**** Raw data

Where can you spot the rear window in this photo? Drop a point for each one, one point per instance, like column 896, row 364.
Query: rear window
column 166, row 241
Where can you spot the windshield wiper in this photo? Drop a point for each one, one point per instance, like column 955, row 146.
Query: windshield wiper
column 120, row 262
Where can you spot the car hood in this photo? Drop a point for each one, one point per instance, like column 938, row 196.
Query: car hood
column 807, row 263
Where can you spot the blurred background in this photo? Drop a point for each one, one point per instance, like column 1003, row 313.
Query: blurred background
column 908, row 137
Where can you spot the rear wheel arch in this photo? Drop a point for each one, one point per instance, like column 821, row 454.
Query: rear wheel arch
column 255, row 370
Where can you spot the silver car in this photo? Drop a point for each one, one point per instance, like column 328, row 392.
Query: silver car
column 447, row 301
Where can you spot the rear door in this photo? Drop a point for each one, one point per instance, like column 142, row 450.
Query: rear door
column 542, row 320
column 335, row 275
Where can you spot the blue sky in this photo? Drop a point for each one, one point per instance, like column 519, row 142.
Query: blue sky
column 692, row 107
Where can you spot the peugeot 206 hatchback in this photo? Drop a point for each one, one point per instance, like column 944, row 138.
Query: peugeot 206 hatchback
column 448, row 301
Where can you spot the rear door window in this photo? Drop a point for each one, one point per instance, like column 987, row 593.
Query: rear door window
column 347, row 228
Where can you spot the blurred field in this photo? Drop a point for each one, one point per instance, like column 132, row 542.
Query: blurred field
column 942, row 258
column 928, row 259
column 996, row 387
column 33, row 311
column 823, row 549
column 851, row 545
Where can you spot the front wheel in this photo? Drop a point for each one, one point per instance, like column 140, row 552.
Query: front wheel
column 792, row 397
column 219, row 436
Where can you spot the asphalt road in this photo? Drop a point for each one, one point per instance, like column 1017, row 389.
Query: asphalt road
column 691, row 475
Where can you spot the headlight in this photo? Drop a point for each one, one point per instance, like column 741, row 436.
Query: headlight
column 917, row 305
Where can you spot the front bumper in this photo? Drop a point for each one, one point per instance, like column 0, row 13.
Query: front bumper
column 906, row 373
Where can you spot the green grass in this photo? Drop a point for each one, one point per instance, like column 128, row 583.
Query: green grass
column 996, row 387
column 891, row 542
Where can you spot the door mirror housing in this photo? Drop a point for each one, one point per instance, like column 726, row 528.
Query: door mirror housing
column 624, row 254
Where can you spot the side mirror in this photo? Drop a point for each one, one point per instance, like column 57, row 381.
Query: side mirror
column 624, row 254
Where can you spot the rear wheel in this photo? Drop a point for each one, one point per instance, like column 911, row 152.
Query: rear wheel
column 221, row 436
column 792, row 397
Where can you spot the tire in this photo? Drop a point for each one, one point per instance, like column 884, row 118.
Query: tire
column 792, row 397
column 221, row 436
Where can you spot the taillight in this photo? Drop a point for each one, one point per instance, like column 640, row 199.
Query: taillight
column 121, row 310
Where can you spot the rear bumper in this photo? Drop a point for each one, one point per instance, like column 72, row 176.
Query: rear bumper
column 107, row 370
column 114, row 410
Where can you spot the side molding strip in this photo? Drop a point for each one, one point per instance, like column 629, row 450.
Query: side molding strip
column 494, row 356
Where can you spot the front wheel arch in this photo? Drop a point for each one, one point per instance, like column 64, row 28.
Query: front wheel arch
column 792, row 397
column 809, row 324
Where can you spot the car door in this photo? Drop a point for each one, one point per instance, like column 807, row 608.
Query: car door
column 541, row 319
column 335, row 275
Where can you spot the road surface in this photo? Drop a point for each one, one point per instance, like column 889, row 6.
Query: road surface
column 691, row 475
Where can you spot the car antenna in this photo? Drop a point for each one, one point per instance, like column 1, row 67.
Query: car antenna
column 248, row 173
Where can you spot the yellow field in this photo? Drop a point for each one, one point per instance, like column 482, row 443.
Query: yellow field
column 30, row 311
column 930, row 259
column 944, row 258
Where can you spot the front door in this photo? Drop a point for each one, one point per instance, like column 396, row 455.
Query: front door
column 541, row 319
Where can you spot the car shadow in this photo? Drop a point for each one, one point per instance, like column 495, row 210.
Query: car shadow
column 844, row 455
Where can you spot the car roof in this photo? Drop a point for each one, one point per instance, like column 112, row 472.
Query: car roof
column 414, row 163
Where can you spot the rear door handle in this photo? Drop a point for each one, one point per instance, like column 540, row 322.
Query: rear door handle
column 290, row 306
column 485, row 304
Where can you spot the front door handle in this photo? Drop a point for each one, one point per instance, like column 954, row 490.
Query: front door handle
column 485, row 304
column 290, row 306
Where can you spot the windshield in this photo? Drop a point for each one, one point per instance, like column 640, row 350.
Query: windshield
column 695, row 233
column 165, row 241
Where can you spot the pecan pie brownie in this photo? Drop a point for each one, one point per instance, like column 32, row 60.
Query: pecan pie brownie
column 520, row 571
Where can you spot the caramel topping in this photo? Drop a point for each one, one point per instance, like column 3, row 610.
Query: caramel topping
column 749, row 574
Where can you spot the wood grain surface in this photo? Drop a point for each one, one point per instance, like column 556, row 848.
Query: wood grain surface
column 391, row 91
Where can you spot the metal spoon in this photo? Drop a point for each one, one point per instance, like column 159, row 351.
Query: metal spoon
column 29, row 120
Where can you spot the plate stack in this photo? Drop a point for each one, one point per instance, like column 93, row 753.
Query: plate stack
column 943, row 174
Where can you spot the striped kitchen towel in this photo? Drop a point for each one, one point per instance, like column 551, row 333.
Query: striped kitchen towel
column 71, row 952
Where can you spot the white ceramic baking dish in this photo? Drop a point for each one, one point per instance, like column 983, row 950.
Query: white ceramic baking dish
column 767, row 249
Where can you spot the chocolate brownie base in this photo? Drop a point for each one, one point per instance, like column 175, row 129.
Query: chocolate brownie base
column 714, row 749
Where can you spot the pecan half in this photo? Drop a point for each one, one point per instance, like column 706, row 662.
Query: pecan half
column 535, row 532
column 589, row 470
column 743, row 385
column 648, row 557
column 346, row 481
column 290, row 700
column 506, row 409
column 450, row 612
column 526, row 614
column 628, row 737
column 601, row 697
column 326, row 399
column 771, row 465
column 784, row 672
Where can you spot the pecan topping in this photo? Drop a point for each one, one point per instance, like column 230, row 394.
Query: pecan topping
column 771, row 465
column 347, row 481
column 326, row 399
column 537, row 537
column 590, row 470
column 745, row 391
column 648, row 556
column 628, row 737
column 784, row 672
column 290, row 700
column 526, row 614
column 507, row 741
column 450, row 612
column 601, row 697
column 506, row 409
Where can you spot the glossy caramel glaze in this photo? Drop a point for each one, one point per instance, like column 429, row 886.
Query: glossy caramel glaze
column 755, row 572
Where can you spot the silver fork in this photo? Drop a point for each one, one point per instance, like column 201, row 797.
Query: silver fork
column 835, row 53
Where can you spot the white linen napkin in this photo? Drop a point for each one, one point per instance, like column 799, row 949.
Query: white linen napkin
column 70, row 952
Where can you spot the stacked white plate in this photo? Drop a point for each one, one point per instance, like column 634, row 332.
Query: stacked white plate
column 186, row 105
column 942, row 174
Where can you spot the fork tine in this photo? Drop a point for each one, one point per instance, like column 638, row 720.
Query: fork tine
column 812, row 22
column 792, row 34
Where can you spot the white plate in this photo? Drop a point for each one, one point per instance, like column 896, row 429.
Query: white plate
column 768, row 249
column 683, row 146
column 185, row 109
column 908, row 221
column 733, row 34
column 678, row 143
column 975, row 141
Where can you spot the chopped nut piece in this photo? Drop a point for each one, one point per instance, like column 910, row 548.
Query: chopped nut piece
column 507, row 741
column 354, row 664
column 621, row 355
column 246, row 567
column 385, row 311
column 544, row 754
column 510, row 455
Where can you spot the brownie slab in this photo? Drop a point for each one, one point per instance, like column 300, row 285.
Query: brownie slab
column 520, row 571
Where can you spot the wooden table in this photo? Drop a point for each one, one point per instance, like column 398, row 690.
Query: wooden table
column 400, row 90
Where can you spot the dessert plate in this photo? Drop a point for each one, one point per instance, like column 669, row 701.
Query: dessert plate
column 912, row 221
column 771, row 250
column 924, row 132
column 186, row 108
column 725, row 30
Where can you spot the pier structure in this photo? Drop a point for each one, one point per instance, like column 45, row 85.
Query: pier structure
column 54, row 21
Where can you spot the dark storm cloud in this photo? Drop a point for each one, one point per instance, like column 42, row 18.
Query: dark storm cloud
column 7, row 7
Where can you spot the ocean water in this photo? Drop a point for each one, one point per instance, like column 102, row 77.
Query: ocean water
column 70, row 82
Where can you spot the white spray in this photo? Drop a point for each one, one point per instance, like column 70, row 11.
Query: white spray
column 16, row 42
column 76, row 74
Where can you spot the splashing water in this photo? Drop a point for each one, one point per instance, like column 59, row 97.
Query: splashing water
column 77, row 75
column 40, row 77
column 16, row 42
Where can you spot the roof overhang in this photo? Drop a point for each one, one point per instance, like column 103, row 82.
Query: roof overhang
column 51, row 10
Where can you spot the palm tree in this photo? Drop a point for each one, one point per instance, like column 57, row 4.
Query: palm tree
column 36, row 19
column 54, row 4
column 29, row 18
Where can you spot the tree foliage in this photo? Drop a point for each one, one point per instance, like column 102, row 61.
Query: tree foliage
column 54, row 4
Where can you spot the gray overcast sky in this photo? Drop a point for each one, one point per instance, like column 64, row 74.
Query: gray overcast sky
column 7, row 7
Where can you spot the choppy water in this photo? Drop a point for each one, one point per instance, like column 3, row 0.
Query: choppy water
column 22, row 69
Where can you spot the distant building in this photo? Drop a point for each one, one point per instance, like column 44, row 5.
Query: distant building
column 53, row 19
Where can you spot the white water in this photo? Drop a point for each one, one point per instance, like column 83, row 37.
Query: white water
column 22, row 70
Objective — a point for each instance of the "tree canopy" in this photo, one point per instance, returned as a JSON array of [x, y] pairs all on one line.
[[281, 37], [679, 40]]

********

Instruction — Give the lines from the start of the material through the line containing "column 120, row 262" as a JSON list of strings, one string per line, leaving out blank lines.

The reply —
[
  "Where can you spot the rear window in this photo? Drop a point for each one, one point per instance, like column 896, row 364.",
  "Query: rear window",
  "column 166, row 241",
  "Where can you spot the windshield wiper in this photo? Drop a point for each one, one point per instance, like column 955, row 146.",
  "Query: windshield wiper",
  "column 120, row 262"
]